- [Text provided]:
========

Personal information
- Born: 26 July 1996 (age 30) Oakland, California, USA
- Education: Skyline High School (2014); University of Nevada, Las Vegas (2019);

Sport
- Sport: Athletics
- Events: 60 metres 100 metres
- College team: UNLV Rebels
- Club: Double Pillar Athletics

Achievements and titles
- National finals: 2019 NCAA Indoors; • 60m, 4th; 2020 USA Indoors; • 60m, 5th; 2022 USA Indoors; • 60m, 4th; 2023 USA Indoors; • 60m, 3rd ;
- Personal bests: 60m: 7.11 (2022, 2023); 100m: 11.06 (+2.0) (2022);

Medal record
Women's athletics
Representing Liberia
African Games
| Silver medal – second place | 2023 Accra | 4 × 100 m relay |
African Championships
| Silver medal – second place | 2026 Accra | 4 x 100m relay |
| Bronze medal – third place | 2024 Douala | 4×100 m relay |

= Destiny Smith-Barnett =

American sprinter (born 1996)

Destiny Smith-Barnett (born 26 July 1996) is a Liberian-American sprinter specializing in the 60 metres and 100 metres. She was the bronze medalist at the 2023 USA Indoor Track and Field Championships in the 60m.

==Early life and education==
Smith-Barnett was born June 26, 1996, in Oakland, California to Adrienne Smith and Davin Barnett Sr. and has three siblings: Davin Jr., Daysha and Derion. She attended Skyline High School, where she competed in the 100 and 200 meter dashes. In 2014, she finished second at the CIF California State Meet in the 100 m. While in high school, she was named to the Oakland Athletic League First Team and was selected as the league's most valuable player. She also broke the school's 100m record.

Smith-Barnett then attended the University of Nevada, Las Vegas, where she studied kinesiology.

== Collegiate career ==
From 2015 to 2019, Smith-Barnett attended the University of Nevada, Las Vegas and competed as a member of the UNLV Rebels track and field team. As a sophomore, she suffered from a back injury, causing her to miss the outdoor season. She made one NCAA national final, finishing fourth in the 60m at the 2019 NCAA Division I Indoor Track and Field Championships.

========

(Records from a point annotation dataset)
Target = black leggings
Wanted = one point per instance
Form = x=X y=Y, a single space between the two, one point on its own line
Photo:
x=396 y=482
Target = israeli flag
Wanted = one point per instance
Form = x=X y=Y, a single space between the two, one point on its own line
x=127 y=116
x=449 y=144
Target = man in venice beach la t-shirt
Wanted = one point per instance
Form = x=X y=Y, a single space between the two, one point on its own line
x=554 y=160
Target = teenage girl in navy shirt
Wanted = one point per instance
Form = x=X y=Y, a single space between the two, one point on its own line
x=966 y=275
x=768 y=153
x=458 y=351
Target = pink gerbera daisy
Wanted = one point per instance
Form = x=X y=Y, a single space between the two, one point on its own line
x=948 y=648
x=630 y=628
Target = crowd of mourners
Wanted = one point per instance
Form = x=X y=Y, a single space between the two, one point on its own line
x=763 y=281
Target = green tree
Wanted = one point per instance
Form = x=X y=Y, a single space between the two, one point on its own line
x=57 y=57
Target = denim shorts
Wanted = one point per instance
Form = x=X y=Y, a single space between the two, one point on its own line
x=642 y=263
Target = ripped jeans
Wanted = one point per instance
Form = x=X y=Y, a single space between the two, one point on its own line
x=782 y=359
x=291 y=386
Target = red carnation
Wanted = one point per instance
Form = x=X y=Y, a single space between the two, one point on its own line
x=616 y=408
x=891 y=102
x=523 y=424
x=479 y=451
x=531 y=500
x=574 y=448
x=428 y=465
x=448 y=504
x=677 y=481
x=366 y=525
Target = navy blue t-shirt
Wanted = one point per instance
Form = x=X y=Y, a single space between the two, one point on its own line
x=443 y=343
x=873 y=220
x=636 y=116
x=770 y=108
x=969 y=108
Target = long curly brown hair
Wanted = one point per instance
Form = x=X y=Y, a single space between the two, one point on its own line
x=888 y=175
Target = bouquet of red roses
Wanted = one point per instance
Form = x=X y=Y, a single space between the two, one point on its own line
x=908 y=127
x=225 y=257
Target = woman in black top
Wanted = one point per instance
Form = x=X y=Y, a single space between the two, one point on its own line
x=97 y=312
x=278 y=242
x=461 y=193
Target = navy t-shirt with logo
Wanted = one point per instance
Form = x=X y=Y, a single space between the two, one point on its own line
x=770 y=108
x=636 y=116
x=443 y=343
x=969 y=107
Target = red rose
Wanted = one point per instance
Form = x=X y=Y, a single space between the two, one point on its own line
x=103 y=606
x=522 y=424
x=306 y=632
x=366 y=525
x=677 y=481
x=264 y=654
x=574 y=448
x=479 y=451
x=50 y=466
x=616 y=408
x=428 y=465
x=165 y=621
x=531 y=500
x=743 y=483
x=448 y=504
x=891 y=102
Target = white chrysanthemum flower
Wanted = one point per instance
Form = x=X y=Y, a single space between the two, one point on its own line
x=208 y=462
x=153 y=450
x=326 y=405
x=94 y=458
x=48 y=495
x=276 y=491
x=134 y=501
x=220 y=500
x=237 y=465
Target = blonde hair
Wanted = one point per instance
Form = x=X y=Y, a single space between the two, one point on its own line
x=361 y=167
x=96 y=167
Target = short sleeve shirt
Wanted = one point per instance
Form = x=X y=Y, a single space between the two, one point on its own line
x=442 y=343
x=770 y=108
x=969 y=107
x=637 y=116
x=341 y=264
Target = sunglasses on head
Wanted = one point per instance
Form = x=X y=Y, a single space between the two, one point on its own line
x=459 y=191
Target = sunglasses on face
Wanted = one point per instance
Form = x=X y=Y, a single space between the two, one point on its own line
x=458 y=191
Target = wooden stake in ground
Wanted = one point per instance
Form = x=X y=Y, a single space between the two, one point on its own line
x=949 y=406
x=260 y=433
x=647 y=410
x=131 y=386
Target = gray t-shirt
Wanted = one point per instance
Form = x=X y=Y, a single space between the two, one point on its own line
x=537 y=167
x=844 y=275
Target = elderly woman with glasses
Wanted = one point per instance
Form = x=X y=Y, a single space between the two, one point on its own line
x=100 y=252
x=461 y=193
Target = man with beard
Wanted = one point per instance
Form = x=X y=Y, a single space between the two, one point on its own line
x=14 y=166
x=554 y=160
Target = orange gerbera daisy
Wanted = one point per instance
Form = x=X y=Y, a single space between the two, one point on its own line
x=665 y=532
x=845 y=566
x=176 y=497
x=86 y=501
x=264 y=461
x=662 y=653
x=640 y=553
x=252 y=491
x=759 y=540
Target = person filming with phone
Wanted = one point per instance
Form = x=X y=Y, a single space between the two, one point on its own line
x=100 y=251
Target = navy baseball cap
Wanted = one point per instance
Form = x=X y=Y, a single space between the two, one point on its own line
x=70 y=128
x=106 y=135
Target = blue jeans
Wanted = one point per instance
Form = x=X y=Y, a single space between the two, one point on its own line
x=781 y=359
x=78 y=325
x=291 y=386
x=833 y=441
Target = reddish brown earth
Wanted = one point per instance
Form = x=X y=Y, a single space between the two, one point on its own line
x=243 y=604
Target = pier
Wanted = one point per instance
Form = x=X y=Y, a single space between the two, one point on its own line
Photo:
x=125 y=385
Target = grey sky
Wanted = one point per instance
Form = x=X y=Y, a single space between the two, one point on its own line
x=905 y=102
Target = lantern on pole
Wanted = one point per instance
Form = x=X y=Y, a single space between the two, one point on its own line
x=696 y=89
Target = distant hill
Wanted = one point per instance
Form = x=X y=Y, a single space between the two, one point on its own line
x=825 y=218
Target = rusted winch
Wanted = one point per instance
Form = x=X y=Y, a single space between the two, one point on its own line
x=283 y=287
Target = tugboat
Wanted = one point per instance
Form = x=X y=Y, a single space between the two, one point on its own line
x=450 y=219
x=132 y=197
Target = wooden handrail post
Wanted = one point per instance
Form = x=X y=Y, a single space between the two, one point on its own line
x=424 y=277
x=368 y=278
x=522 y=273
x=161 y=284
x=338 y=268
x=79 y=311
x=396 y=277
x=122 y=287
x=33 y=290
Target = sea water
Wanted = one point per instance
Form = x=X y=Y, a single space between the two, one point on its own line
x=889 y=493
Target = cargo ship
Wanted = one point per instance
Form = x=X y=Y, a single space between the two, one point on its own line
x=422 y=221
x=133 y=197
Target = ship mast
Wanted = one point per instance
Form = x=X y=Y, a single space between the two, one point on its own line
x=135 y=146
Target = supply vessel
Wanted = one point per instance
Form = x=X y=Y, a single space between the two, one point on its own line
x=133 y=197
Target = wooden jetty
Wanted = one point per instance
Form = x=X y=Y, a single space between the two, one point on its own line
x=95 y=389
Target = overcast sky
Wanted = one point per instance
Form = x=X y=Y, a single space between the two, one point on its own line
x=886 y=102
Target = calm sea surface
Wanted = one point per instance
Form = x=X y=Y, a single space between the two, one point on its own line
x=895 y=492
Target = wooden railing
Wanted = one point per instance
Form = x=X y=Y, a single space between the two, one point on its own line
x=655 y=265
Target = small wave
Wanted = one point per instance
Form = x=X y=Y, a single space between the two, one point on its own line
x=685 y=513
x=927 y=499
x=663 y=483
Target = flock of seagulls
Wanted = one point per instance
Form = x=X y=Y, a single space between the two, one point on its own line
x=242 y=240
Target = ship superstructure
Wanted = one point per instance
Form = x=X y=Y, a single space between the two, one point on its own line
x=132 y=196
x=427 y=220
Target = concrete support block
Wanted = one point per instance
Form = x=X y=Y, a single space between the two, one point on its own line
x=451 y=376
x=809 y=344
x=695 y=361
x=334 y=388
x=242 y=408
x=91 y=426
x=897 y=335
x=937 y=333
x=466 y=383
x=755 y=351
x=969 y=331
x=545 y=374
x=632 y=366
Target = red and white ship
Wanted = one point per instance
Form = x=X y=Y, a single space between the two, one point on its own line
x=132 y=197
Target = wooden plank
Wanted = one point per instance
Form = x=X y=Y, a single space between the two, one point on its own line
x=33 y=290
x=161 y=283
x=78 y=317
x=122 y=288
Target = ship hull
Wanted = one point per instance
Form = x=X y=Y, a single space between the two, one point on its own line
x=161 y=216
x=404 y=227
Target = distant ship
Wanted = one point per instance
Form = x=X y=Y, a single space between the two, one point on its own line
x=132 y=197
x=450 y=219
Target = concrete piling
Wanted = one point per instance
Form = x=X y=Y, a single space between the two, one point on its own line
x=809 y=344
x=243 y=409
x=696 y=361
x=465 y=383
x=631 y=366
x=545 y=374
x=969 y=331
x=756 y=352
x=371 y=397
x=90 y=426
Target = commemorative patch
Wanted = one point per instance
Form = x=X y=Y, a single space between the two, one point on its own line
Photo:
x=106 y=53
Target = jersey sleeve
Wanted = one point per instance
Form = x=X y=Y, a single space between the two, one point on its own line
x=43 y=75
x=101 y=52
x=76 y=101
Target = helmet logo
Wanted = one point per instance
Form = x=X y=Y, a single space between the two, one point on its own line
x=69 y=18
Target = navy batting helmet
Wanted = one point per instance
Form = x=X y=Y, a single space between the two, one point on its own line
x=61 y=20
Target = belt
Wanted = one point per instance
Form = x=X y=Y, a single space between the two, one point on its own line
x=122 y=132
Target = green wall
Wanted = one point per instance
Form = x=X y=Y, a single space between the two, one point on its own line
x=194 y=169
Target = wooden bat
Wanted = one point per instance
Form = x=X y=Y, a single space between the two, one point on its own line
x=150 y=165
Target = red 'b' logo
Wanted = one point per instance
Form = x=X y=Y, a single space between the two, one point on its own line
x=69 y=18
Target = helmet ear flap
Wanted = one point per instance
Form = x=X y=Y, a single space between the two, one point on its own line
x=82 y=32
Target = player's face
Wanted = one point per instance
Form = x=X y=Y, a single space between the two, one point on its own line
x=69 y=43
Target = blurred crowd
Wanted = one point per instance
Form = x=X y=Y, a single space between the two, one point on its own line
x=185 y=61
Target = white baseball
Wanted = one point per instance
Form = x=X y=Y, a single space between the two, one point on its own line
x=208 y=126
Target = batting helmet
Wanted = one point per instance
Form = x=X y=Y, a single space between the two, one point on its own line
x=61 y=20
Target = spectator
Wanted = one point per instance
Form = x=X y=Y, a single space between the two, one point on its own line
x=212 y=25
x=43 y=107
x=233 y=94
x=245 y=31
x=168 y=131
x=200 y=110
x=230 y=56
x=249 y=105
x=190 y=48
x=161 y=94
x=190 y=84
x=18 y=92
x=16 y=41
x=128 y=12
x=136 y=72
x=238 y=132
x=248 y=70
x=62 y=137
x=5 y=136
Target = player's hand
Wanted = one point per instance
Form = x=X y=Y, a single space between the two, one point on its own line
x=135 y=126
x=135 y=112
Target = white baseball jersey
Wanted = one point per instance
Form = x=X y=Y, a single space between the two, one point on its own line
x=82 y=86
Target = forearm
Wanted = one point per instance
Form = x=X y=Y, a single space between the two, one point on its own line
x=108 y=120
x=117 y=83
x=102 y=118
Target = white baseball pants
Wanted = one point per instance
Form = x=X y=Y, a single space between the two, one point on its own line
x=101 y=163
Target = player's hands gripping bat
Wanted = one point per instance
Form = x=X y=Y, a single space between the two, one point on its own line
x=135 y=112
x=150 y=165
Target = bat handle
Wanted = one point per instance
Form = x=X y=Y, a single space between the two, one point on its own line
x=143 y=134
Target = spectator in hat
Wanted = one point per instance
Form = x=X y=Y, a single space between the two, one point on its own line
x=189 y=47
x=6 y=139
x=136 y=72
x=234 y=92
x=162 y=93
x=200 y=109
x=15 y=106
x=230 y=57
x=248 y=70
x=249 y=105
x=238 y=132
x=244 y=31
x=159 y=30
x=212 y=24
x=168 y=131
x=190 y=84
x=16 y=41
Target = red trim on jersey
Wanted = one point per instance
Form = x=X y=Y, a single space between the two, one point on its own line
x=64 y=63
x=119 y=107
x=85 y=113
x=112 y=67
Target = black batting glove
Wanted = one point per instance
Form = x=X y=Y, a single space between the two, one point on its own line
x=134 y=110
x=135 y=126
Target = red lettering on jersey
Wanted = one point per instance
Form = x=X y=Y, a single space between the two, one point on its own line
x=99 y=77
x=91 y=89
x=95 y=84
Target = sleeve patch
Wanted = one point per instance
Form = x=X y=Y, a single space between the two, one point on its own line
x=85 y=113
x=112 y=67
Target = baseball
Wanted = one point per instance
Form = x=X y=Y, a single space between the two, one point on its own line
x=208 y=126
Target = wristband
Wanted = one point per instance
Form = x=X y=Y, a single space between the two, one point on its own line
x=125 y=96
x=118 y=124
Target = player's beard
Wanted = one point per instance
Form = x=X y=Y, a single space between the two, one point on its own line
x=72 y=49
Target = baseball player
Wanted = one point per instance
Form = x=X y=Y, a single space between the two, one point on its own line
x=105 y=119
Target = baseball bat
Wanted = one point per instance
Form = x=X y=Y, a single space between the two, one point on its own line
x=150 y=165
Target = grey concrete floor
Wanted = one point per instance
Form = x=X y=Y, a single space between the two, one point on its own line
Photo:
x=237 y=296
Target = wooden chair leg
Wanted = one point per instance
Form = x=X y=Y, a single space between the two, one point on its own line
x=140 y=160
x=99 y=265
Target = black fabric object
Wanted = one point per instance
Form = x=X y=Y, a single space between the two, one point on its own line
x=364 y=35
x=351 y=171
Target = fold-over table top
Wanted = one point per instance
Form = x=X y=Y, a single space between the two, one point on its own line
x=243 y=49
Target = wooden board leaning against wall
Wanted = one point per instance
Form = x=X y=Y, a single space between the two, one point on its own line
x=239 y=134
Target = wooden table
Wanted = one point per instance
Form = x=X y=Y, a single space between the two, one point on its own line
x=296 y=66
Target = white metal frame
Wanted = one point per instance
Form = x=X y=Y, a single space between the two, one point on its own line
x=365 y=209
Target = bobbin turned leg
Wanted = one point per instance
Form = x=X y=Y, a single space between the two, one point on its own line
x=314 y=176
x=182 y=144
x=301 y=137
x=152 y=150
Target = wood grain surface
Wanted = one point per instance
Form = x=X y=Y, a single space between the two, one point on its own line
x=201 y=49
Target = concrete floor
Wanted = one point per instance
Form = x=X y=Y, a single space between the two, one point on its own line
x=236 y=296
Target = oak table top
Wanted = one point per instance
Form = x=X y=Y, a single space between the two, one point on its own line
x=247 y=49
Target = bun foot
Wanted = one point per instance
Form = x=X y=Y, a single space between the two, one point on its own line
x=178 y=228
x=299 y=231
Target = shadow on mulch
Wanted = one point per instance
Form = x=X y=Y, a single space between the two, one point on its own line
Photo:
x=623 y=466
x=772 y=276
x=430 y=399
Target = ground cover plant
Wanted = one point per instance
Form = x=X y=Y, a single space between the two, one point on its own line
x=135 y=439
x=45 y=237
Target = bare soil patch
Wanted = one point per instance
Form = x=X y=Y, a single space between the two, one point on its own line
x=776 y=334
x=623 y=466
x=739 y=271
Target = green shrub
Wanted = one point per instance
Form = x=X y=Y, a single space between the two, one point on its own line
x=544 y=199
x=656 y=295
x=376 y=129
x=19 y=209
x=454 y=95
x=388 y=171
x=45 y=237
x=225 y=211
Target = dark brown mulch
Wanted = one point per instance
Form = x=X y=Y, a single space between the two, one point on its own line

========

- [Stated exercise A]: According to the Destiny Smith-Barnett profile, what did she study at the University of Nevada, Las Vegas?
- [Stated exercise B]: From the Destiny Smith-Barnett profile, return the passage starting at "Medal record" and ending at "sprinter (born 1996)".

- [Written response A]: Kinesiology.

- [Written response B]:
Medal record
Women's athletics
Representing Liberia
African Games
| Silver medal – second place | 2023 Accra | 4 × 100 m relay |
African Championships
| Silver medal – second place | 2026 Accra | 4 x 100m relay |
| Bronze medal – third place | 2024 Douala | 4×100 m relay |

= Destiny Smith-Barnett =

American sprinter (born 1996)